**Selected text:**
+++
# Bulk storage



## John Mac (Feb 5, 2005)

What are you guys doing for salt storage/

I can store salt one of two ways during the winter? Either at my barn or at the job site.

Barn storage:
I can keep 20 to 100 tons or more under roof and concrete floor. Could sell salt to others and would do all my trucking during the summer so no salt runs (about 80 miles away) during the winter. Would have to buy another loader ( small used skid under $10k) for the barn because my loaders are kept on location during the winter. Can keep left over salt dry all summer for next year. My barn is about ten miles away from parking lots I do. I would have to plow my route with salt in salter until I put it down. Could use extra skid louder during the summer.

Lot storage:
Can only keep about 20 tons on hand. Would have to make salt runs in the winter. Would have to tarp salt, salt will get wet. Don’t need extra loader. Can’t sell salt to others in smaller than truck load quantities. Will load salt at the parking lot it was intended for. I will have to truck extra salt back to barn at the end of season. 

What do you guys do?


----------



## Clapper&Company (Jan 4, 2005)

Why not do both?


----------



## John Mac (Feb 5, 2005)

Both, hum, not a bad idea. No negitive in leaving 20 ton on site and have say 40 ton at the barn. Then if I need 20 more on site all I have to do is truck 10 miles. When keeping bulk under tarp, how much do you loose from heavy rain. How much of a PIA is it to keep it dry. Any ideas on the best way to keep it dry.


----------



## Clapper&Company (Jan 4, 2005)

Use a Sea Box, it will stay dry and you can keep other stuff in it too


----------



## John Mac (Feb 5, 2005)

Another good idea, wonder if the sea box folks mind you putting salt in the box, must be hard on the box. Or I could buy one, still I wonder how long they last.


----------



## Clapper&Company (Jan 4, 2005)

I know a lot of ppl who do, wouldnt be that hard on them, 

If the salt is dry it will not rust very much, also there on a ship with sea water and sea salt all the there lifes


----------



## Mike S (Feb 11, 2007)

The salt stays dry in them but the salt make the containers sweet so it still gets chunky so dont expect anything to special! They dont mind at all about you storing salt in them but make sure you get a tall unit so when crushing chunks and stacking you dont hit the roof. Ply wood sides are nice to easier to clean up!
+++
**Data section:**
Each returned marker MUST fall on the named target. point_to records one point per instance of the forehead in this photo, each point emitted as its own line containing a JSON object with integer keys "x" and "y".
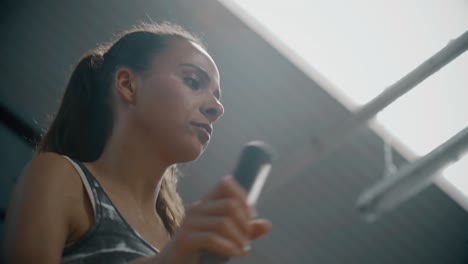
{"x": 181, "y": 51}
+++
**Given task:**
Pick up the forum thread on bulk salt storage after its final post and continue it with a reply or two in the same style.

**The answer:**
----------



## JD Dave (Mar 20, 2007)

John Mac;518533 said:


> Both, hum, not a bad idea. No negitive in leaving 20 ton on site and have say 40 ton at the barn. Then if I need 20 more on site all I have to do is truck 10 miles. When keeping bulk under tarp, how much do you loose from heavy rain. How much of a PIA is it to keep it dry. Any ideas on the best way to keep it dry.


We use to tarp 3 or 4 35 ton piles in a parking lot. We used heavy round bale tarps with skids around them. We did that for over 20 years and never had a problem. We probably had drier salt there then in our Coverall's. We even trucked the salt back home and stored it on gravel outside and then trucked it back down again in the fall. I would rather use tarps, then a sea container, much easier IMO.


----------



## John Mac (Feb 5, 2005)

Do you put a tarp under pile and over so water doesn't get under. I could keep salt at my barn outside and tarp it, my parking lot is made out of gravel, and load with my excavator. No need for another skid steer but starting excavator on those cold nights could be hard sometimes. The door height in my barn were I will could store salt will only fit a skid steer. The heated part of the building has 14' doors but I use that area all winter long doing maintenance for the summer.


----------



## JD Dave (Mar 20, 2007)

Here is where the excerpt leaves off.